**** Dataset ****

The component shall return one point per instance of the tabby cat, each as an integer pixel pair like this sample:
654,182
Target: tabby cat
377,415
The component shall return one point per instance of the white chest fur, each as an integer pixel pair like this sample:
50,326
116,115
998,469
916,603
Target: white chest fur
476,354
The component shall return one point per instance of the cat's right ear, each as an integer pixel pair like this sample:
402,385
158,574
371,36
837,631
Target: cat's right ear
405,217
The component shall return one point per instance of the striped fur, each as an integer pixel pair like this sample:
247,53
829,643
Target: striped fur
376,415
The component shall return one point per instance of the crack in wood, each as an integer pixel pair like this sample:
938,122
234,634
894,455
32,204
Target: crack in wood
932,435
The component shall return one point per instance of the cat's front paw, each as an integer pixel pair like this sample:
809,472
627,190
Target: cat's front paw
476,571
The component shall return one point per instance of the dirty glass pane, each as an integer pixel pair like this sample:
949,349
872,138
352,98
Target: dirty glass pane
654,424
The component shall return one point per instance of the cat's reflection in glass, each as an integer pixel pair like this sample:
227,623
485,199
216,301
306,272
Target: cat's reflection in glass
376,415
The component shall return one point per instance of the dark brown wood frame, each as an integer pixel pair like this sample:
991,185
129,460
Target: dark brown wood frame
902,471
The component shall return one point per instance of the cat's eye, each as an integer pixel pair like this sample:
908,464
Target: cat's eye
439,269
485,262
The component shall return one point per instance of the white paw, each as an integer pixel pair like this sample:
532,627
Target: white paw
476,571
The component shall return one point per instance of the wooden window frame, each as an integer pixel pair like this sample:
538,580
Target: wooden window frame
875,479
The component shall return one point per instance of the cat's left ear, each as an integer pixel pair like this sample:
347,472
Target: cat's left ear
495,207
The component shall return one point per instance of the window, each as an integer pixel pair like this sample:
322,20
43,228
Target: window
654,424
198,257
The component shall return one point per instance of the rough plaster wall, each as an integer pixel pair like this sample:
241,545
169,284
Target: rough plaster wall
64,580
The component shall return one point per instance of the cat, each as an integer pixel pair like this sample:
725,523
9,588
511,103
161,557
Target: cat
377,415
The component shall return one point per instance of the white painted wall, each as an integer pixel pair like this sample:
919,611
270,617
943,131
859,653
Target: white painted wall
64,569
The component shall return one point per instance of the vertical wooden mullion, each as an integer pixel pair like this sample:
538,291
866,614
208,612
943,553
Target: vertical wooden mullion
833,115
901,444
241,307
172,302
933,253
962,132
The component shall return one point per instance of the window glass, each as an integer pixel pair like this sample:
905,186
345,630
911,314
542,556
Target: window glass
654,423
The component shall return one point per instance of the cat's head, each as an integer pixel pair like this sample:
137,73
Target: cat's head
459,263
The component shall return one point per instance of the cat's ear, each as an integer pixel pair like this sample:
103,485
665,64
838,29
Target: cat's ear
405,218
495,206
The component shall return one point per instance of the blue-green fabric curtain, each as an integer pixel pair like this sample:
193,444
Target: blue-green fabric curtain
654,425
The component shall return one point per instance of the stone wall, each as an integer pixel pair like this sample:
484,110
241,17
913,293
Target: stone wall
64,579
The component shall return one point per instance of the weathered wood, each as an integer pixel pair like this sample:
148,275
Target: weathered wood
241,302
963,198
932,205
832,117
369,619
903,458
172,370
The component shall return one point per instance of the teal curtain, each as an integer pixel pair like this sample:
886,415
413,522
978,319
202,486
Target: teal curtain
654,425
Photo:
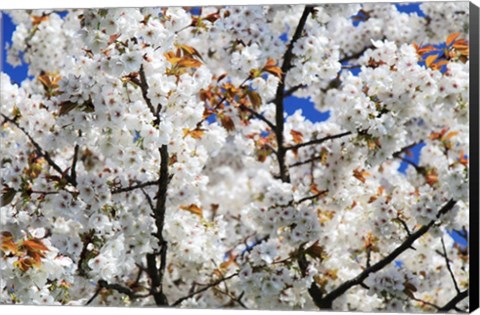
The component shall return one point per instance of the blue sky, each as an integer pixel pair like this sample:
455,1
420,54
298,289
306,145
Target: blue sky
18,74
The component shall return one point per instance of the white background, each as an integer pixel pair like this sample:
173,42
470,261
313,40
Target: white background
56,310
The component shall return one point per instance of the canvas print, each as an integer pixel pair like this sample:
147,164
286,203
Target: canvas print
284,157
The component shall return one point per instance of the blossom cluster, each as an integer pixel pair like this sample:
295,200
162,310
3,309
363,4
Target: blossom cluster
149,159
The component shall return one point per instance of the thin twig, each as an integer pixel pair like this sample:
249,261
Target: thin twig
325,302
40,151
317,195
447,262
215,283
318,141
133,187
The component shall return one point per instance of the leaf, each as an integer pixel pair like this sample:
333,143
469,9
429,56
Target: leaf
189,50
297,136
189,63
7,196
450,135
409,293
195,134
255,98
36,20
431,176
193,208
49,80
66,107
430,59
24,264
426,49
451,38
227,122
113,38
7,244
360,175
270,67
316,251
276,71
221,77
34,245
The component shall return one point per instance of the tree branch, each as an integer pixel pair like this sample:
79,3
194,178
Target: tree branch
453,302
156,274
318,141
215,283
40,151
447,262
279,96
326,301
102,284
133,187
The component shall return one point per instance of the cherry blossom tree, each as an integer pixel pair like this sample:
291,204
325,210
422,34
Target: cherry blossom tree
149,159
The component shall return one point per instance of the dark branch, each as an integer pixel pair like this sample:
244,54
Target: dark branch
73,171
318,141
177,302
133,187
447,262
102,284
144,87
279,96
355,55
326,301
453,302
156,274
320,194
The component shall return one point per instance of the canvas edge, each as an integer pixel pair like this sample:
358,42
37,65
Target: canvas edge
474,159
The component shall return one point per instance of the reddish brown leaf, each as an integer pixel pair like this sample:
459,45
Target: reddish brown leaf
451,38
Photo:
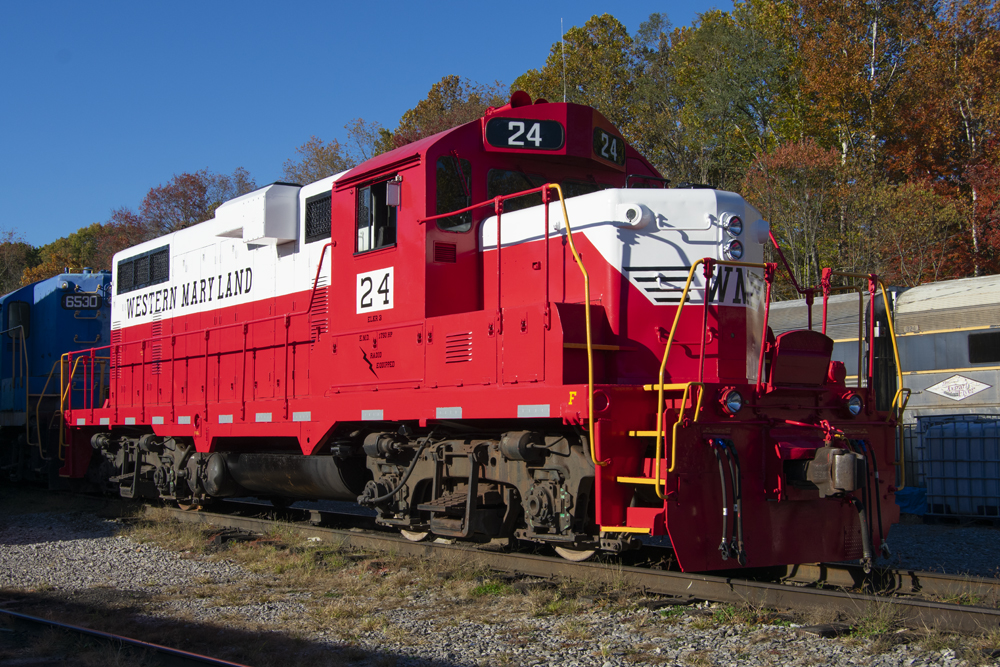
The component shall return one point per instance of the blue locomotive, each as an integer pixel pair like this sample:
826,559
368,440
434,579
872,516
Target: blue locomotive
39,323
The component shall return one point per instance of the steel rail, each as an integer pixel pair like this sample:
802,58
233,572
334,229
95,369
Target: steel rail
175,656
917,614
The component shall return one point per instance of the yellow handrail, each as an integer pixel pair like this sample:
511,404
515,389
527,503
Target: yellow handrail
66,387
900,391
38,409
586,316
680,418
670,341
902,396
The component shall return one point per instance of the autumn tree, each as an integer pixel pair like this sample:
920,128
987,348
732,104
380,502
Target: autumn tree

****

*Aim of the task*:
Print all the records again exactly; do not include any picture.

*Final result*:
The component shall return one point per instance of the tabby cat, each as an integer pixel pair like this sample:
654,182
Target: tabby cat
377,415
The component shall return one point per instance of the white chest fur, each as an integer pixel pair like this sample:
50,326
116,115
998,469
916,603
Target: white chest fur
476,354
The component shall return one point per instance of the cat's right ear, each as an integer pixel pair like this sample:
402,385
158,574
371,36
837,631
Target: cat's right ear
405,217
The component shall return one point per instance of the striped fur, each as an integer pixel pair like this sample:
247,53
829,643
Target: striped fur
376,415
The component shall return one point per instance of the crack in wood, each as an integer pixel pair like this sample:
938,122
234,634
894,455
32,204
Target: crack in wood
932,435
The component shall return one point per instance of the cat's front paw, each as an integer pixel pair like this sample:
809,472
627,190
Target: cat's front paw
476,571
The component shall return one point per instance of the dirty glass pane, each as an integer pixel pair like this sample:
949,349
872,138
352,98
Target: dirty glass pane
654,424
The component shall return one point per instance of the cat's reflection in glass, each as an integer pixel pair like this sample:
227,623
485,199
216,301
306,272
Target: cat's reflection in glass
376,415
The component shall return one point per instance of the dark brown wood frame, each as an integer pixel pair like this sample:
991,185
129,460
Target: dark brown wood frame
902,471
The component shall return one point per instance of the cat's eye, each as an integer pixel pair like this sample:
908,464
Target: cat's eye
439,269
485,262
The component shall return one point per instance of the white paw, each as an integer pixel pair like this sample:
532,627
Target: white paw
476,571
The component shall return one point per instance of the wooden window frame, each as an integer pixel pair like this sample:
538,580
Target: wooden window frame
875,479
The component shall return one point per instance of the cat's left ear, each as an integer pixel pair like this sample:
347,472
Target: cat's left ear
495,207
The component shall return one point per instance of the window, each as an integer pixel pair like this sample:
322,20
43,228
Target: window
654,424
198,257
The component shall return one point per instance of the rough plaster wall, each as an integer pixel pair like this sample:
241,545
169,284
Target: rough plaster wall
64,580
The component shall return one point per instance of the cat, each as an integer pixel pair like this sample:
725,523
9,588
511,103
161,557
Target: cat
377,415
The component shall return one point per instance of the white painted wall, each as an integer pixel pair like this sample:
919,611
270,617
943,131
859,653
Target: white painted wall
64,569
The component shall return one point per instance of the vertical wooden mullion, each as an integer pixel pair like this sample:
538,291
866,614
208,612
943,553
Target: vertical wooden mullion
833,115
901,444
241,307
172,302
933,253
962,132
The component shall return one point per instance of the window glass, each as an integer pixel pair like this sample:
905,186
345,630
911,314
542,556
Target: window glass
654,423
The component shall return one point per instance of the cat's head, each as an integer pixel pair like this sample:
137,73
Target: cat's head
459,263
The component shall return one point per instance of the cat's ear, each as an integer pixel pair like this sample:
103,485
665,64
838,29
Target: cat's ear
405,218
495,206
The component shall return one point per instance of the blue-green fabric curtain, each as an integer pixel pair like this sample:
193,444
Target: blue-green fabric curtain
654,425
The component shall return one point per instance of the stone wall, each as an integer pixel pair like this sample:
484,110
241,17
913,293
Target: stone wall
64,579
The component shall return one point per instance of the weathered wood, each as an integer pixel pair like this sample:
148,275
Target: weathered wood
241,302
963,198
932,205
832,117
369,619
903,458
172,370
The component shall return one point per instance of the teal curtain, each as an integer pixel pair like this sample:
886,415
413,522
978,319
202,486
Target: teal curtain
654,425
Photo:
The component shall return one point per instance of the blue sky, each as an integer pixel pair like this sample:
455,1
420,54
298,289
306,145
Target: blue sky
18,74
The component shall return one point per instance of the white background, each as an integer pixel pair like this sample:
173,42
470,261
313,40
Target: white background
56,310
The component shall return one point per instance of the canvas print, each as an integer pixel pair like this sample:
147,164
286,203
Target: canvas print
284,157
The component shall return one point per instance of the blossom cluster, each as an integer pixel pair like this sample:
295,200
162,310
3,309
363,4
Target: blossom cluster
149,159
The component shall return one point per instance of the thin twig, each as an integer pixel pair like this sample:
249,261
Target: thin twig
325,302
40,151
317,195
447,262
215,283
318,141
133,187
The component shall return one point per instance of the leaf, each as an integer pixel pair like this sample:
333,143
469,9
429,56
Target: leaf
189,50
297,136
189,63
7,196
450,135
409,293
195,134
255,98
36,20
431,176
193,208
49,80
66,107
430,59
24,264
426,49
451,38
227,122
113,38
7,244
360,175
270,67
316,251
276,71
221,77
34,245
The component shall return one point per instance of the tree branch, each as an integer pixel pair like this sample:
79,3
194,178
Target: tree branch
453,302
156,274
318,141
215,283
40,151
447,262
279,96
326,301
102,284
133,187
The component shall return one point per instance of the cherry blossom tree, each as an integer pixel pair like this sample:
291,204
325,210
422,34
Target: cherry blossom tree
149,159
The component shall return one point per instance of the dark branch, each as an integer pixel pair like this sample:
244,54
Target: dark branch
73,171
318,141
177,302
133,187
447,262
102,284
144,87
279,96
355,55
326,301
453,302
156,274
320,194
The component shall return one point per instance of the canvas edge, each as an integer pixel pair like this sample:
358,42
37,65
Target: canvas edge
474,159
The component shall return one point per instance of the reddish brown leaf, each as an integer pixel pair like this sample:
459,45
Target: reddish brown leaf
451,38
Photo:
The component shall return one point per instance of the blue locomotive, each as an integer pixel pair like this sample:
826,559
368,440
434,579
872,516
Target: blue locomotive
39,323
The component shall return one point per instance of the steel rail, each as an integer pixel pair like this sample:
802,58
233,572
334,229
95,369
Target: steel rail
175,656
917,614
The component shall return one point per instance of the yellow handrail, each as an integer pixel pair like this sample:
511,404
515,389
527,503
Target: yellow handrail
66,387
900,391
38,409
586,316
680,418
670,341
902,396
The component shall return one point per instance of the autumn tree, each as an integer pixel pair like this sample:
920,128
987,348
732,104
380,502
Target: autumn tree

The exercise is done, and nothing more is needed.